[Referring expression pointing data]
########################################

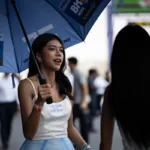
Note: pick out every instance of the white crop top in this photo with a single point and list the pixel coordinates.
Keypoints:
(54, 119)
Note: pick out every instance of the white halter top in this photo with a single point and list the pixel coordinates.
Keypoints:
(54, 118)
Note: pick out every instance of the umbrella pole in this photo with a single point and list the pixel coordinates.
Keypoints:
(41, 77)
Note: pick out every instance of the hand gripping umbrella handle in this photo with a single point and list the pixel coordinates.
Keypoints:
(43, 81)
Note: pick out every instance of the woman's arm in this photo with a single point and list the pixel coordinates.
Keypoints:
(107, 124)
(74, 135)
(30, 116)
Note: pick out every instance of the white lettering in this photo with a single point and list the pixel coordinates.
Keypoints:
(45, 29)
(74, 9)
(76, 6)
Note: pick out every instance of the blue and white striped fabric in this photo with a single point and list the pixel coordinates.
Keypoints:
(71, 20)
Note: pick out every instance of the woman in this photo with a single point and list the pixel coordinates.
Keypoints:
(127, 98)
(48, 126)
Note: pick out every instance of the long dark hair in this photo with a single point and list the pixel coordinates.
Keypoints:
(61, 79)
(130, 68)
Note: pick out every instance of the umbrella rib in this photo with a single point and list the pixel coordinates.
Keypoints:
(66, 20)
(6, 5)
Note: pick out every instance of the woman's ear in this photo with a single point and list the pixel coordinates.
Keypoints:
(38, 57)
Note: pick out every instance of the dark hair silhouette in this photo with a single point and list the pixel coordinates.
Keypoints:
(73, 60)
(62, 81)
(130, 86)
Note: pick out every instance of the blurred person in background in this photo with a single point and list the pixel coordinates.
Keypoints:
(8, 107)
(48, 126)
(80, 107)
(107, 76)
(100, 84)
(93, 103)
(127, 99)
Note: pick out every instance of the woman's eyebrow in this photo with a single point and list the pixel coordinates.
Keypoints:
(54, 46)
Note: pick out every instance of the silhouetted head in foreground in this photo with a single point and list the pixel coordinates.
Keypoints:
(130, 68)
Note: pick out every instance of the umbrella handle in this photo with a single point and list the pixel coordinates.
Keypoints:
(43, 81)
(41, 78)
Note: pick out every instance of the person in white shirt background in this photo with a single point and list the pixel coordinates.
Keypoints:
(100, 84)
(8, 106)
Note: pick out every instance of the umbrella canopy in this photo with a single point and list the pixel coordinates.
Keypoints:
(71, 20)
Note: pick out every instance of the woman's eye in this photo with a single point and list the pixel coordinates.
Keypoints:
(51, 49)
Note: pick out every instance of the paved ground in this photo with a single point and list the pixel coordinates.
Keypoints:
(17, 136)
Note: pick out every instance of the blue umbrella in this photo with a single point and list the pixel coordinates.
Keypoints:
(71, 20)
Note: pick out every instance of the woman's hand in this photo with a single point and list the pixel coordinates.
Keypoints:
(44, 92)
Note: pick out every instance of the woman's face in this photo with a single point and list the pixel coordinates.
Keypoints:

########################################

__TASK TO CARRY OUT__
Hand over the entries again, exactly as written and without the pictures.

__ANSWER TO THIS PROBLEM__
Note: pick out every instance of the white crop top in this photo with a single point and list the pixel coordinates.
Keypoints:
(54, 119)
Note: pick out every instance of the white halter top in this photo with a single point and list the pixel coordinates.
Keypoints:
(54, 118)
Note: pick out every instance of the umbrella pole in this photo with a single point and list the pixel coordinates.
Keypoints:
(41, 77)
Note: pick out every instance of the hand gripping umbrella handle in this photo with a single point and list the pixel coordinates.
Keypoints:
(43, 81)
Note: pick out every instance of the woman's arm in this photo with a single point and list the pixel coordinates.
Keypoints:
(107, 124)
(74, 135)
(30, 116)
Note: pick out every instance of the white lettering in this photo with a single point and list the pixel coordinates.
Keypoints:
(45, 29)
(74, 9)
(76, 6)
Note: pick out every instance of the blue and white striped fabric in this photo with a single point and list the pixel coordinates.
Keypoints:
(71, 20)
Note: pick out every instance of the woman in this photo with a single point and list the pixel coordinates.
Keypoints:
(127, 98)
(48, 126)
Note: pick out every instance of the long dark hair in this photo with a single point and list the pixel coordinates.
Keypoints:
(61, 79)
(130, 68)
Note: pick out every instance of the umbrella rib in this photo with a single point and list the pixel coordinates.
Keypoints:
(66, 20)
(6, 5)
Note: pick out every instance of the woman's ear in this photo with a single point and list the pixel coordinates.
Keypoints:
(38, 57)
Note: pick out every instance of the dark hair silhouette in this photo with a single point and list the pixel coordinates.
Keypoints:
(73, 60)
(62, 81)
(130, 86)
Note: pick out every instance of the blurred person in background in this photo with a single point and list the pixel coordinates.
Keypoints:
(8, 107)
(48, 126)
(80, 107)
(107, 76)
(100, 84)
(93, 103)
(127, 99)
Note: pick out every instance of the woman's eyebrow in this photo with a single point and list the pixel coordinates.
Keypoints:
(54, 46)
Note: pick out every instance of the silhouetted head in foreground in this photo with a single point and list the pixel coordinates.
Keypoints:
(130, 68)
Note: pick out every instance of the umbrella handle in this photo with a single point and list the pixel coordinates.
Keypoints:
(43, 81)
(41, 78)
Note: pick out every instance of the person in white shirt background in this photo with a single point and list the pixel coordinates.
Keypoints:
(100, 84)
(8, 106)
Note: pick out every instance of the umbrella canopy in this photo with a single point and list the pixel coordinates.
Keypoints:
(71, 20)
Note: pick out every instance of the woman's eye in this photo with a single point and list the pixel coordinates.
Keypoints:
(51, 49)
Note: pick out every instance of the paved ground in this photo with a single point and list the pixel coordinates.
Keypoints:
(17, 136)
Note: pick out every instance of the blue umbrella in this photo with a single point and list the pixel coordinates.
Keypoints:
(71, 20)
Note: pick out every instance of the woman's hand in this photo with a single point and list the pixel coordinates.
Keypoints:
(44, 92)
Note: pick out every instance of the woman's face in this photo with a single point and list the pixel coordinates.
Keypoints:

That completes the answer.